● **MATERIAL FOR THIS TASK**:
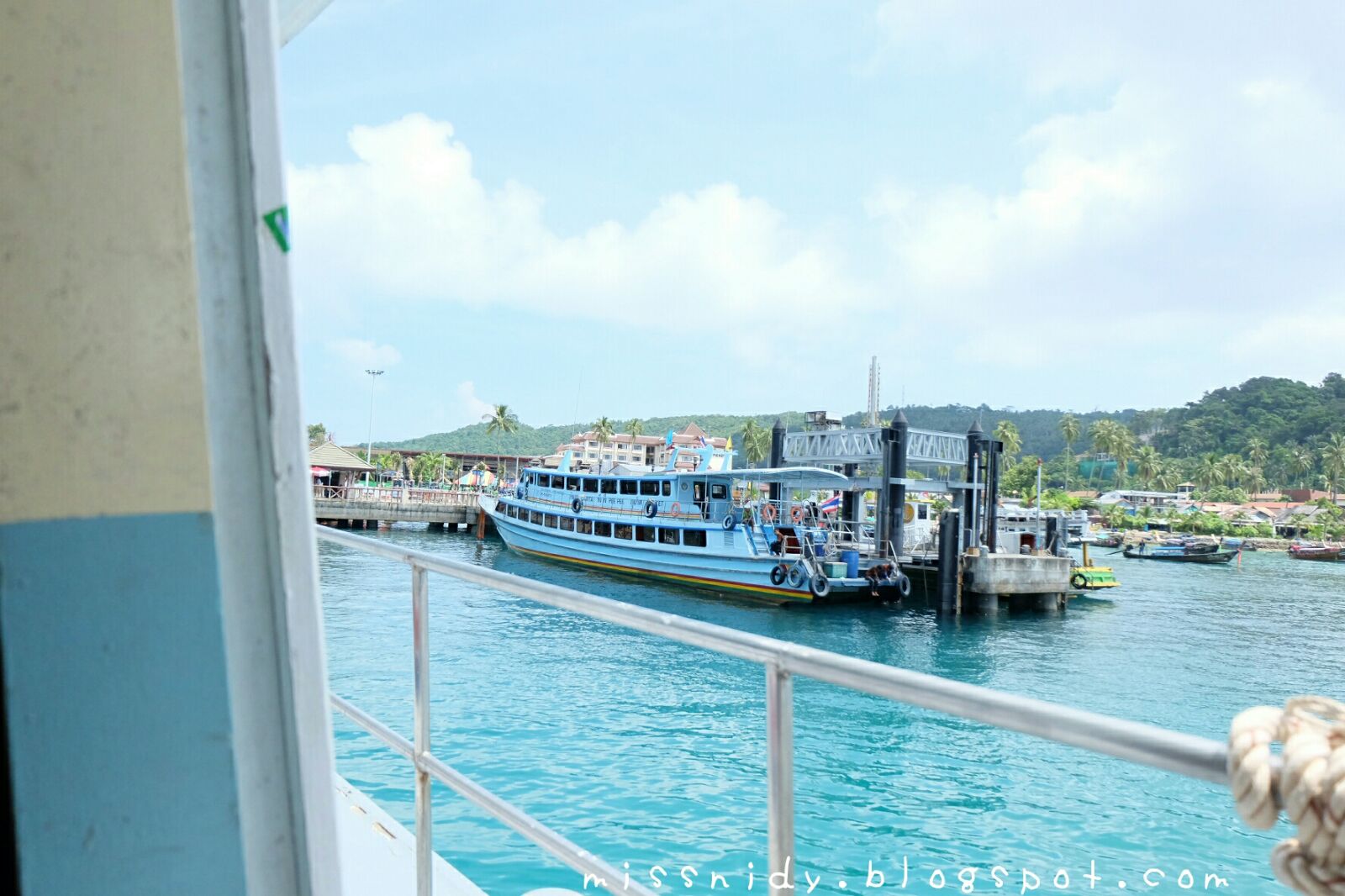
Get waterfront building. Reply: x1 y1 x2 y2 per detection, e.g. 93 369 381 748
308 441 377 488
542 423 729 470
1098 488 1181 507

* * *

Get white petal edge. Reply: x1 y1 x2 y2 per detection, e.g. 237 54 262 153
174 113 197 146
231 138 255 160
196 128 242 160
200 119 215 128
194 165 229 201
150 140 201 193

● **WHAT TO DO**: Repeat the lines from the one containing "Get white petal" through the one containing "150 140 201 193", including both of those lines.

● **ANSWER TO THE TASK**:
Get white petal edge. Reply: x1 y1 x2 y2 per detection, e.g. 237 54 262 153
174 113 197 146
231 138 255 160
196 128 242 160
200 119 215 128
194 165 229 201
150 140 201 193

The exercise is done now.